** Page extract **
<<<<

Publisher Comes to Dead End in Case Against Longtime Rep

Some manufacturers will initially consider a sales rep’s commission claim with sympathy, others with reasonableness, and perhaps most with nervous skepticism.  Then there is The McGraw Hill Companies, Inc. (now known as McGraw Hill Financial, Inc.), a leading publisher of elementary school textbooks.

McGraw’s former educational division emptied the litigation arsenal in response to a claim brought by longtime independent sales rep, Shawn Kelly & Associates, for unpaid commissions (filed by the author). It took the rep’s gritty determination to stand up for himself against a better funded, give-no-quarter defendant, for whom Kelly had netted millions in sales, to achieve vindication at the end of the litigation road. 

Or as the presiding judge who ultimately awarded Kelly commissions, interest and attorneys’ fees more precisely noted, after two years of battle McGraw “has come to the end of its road (or roads), and each terminates in a dead end.”

>>>>

Records of labeled boxes
<<<<

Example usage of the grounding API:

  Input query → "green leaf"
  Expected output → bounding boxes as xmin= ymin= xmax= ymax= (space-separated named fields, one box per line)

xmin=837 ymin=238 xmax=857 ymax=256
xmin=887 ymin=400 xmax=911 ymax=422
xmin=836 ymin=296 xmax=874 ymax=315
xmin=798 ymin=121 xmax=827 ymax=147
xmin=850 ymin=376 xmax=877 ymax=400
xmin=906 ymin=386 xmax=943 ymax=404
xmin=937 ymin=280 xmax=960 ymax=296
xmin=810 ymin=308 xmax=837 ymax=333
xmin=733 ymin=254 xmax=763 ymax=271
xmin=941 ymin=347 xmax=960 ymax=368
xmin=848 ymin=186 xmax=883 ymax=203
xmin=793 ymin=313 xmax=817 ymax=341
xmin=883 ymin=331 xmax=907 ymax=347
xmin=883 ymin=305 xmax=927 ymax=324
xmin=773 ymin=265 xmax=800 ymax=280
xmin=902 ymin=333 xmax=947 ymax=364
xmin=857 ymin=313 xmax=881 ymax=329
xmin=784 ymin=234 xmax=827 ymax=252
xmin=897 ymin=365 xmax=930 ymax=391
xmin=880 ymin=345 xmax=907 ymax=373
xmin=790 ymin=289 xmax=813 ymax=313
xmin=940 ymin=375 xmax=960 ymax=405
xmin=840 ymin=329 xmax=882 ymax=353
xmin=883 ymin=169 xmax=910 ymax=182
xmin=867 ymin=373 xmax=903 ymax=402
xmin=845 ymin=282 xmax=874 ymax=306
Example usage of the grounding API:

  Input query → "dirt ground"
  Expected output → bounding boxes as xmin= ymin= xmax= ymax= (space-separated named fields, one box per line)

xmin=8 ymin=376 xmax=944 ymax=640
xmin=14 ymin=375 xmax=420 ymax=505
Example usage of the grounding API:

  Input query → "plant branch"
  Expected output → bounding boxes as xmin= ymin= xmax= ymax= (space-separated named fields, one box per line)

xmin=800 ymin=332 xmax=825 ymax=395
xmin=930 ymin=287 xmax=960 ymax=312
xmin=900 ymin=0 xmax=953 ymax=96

>>>>

** Stated goal 1 **
According to the article on the commission case, what did the presiding judge award Kelly? List everything named.
** Stated goal 2 **
Answer these questions from the article on the commission case:
(a) What is The McGraw Hill Companies, Inc. now known as?
(b) What kind of books is the company described as a leading publisher of?
(c) How long had the battle gone on when the judge said McGraw "has come to the end of its road (or roads)"?

** Exercise output 1 **
Commissions
Interest
Attorneys' fees

** Exercise output 2 **
(a) McGraw Hill Financial, Inc.
(b) Elementary school textbooks.
(c) Two years.